SELECTED TEXT:

........

Managing dependencies

A popular way of packaging code and dependencies for remote and production-ready execution is to use (Docker) container images.

As described in structuring projects, in most cases you don't have to worry about packaging your own code as images manually, as Metaflow takes care of it automatically. You need to specify any 3rd party dependencies, such as frameworks you would normally install with pip, conda, uv, etc., through one of the mechanism described in this article.

tip

If in doubt, typically the easiest approach is to use @pypi and @conda. You can come back to this page later if @pypi/@conda can't get the job done easily.

info

You only need to include external dependencies required by the @step functions in your Metaflow code. You do not need to include Metaflow or the Outerbounds package itself in the dependencies specified for each @step function.

Managing dependencies with container images

Under the hood, all cloud runs and workstations on Outerbounds are containerized. Outerbounds supports three approaches for choosing and customizing the images used, summarized as columns in this table:

	`@conda`/`@pypi`	3rd party image	Custom image
Starts quickly	🤷	👍	👍
Easy to maintain	👍	👍	👎
Flexible	👍	👎	🤷
Dev/Prod consistency	👍	🤷	🤷
Enforceable	👎	👍	👍

Here, 👍 indicates that the requirement is well-supported, 🤷 indicates that extra effort may be needed to make the approach work well, and 👎 indicates that the requirement is not satisfied by the approach. Let's go through the columns one by one:

1. Customize an image on the fly with `@conda` and `@pypi`

When using @pypi and @conda with the --environment=fast-bakery option (see an example below), Outerbounds bakes and manages a custom image, including your defined dependencies, on the fly. No need to write Dockerfiles by hand.

........

TASK ITEM: Continue the text on managing Metaflow dependencies from where it stops.

RECORDED DATA:
........

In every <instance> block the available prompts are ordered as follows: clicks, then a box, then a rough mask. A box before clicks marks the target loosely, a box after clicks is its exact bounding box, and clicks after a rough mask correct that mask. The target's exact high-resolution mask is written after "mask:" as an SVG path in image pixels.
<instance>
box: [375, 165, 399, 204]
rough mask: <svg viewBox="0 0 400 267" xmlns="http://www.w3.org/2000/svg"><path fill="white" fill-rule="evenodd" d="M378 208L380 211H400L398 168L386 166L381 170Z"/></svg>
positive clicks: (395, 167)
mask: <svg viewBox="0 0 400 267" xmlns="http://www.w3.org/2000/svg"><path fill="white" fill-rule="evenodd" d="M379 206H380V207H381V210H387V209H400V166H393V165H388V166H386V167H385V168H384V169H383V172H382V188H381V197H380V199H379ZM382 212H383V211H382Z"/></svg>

........

WRITTEN ANSWER:
Outerbounds bakes images on the fly

In contrast to open-source Metaflow, Outerbounds converts dependencies installed via Metaflow's native @conda and @pypi integrations to container images automatically, drastically speeding up execution of tasks using these decorators.

Consider the benefits of this approach:

Users can easily define and change the libraries they need without anyone having to write Dockerfiles and bake images manually.
It is easy to maintain any number of project-specific images without having to coordinate iamge upgrades across projects and teams.
Since @conda and @pypi also work locally without Docker, users can develop code in consistent environments on their local workstations without having to pay the overhead of Docker-based execution. As a result, it is possible to keep development and production environments consistent even in the presence of many project-specific dependencies.

And the downsides:

Initially, it may take a few minutes to create a virtual environment for local development. Environments are cached, so subsequent runs will start instantly.
If your organization requires that all executions must use a common blessed image (through Perimeter Policies), this approach is not suitable as it allows users to customize the image on the fly.

2. Use an off-the-shelf, 3rd party image

If your project has tightly scoped needs, e.g. it just uses pytorch or transformer packages, you may be able to rely on a 3rd party image, such as the official PyTorch image or HuggingFace's transformer image.

Consider the pros of this approach:

It is quick to get started if you know the image you want to use. And, you are not on the hook for maintaining the image.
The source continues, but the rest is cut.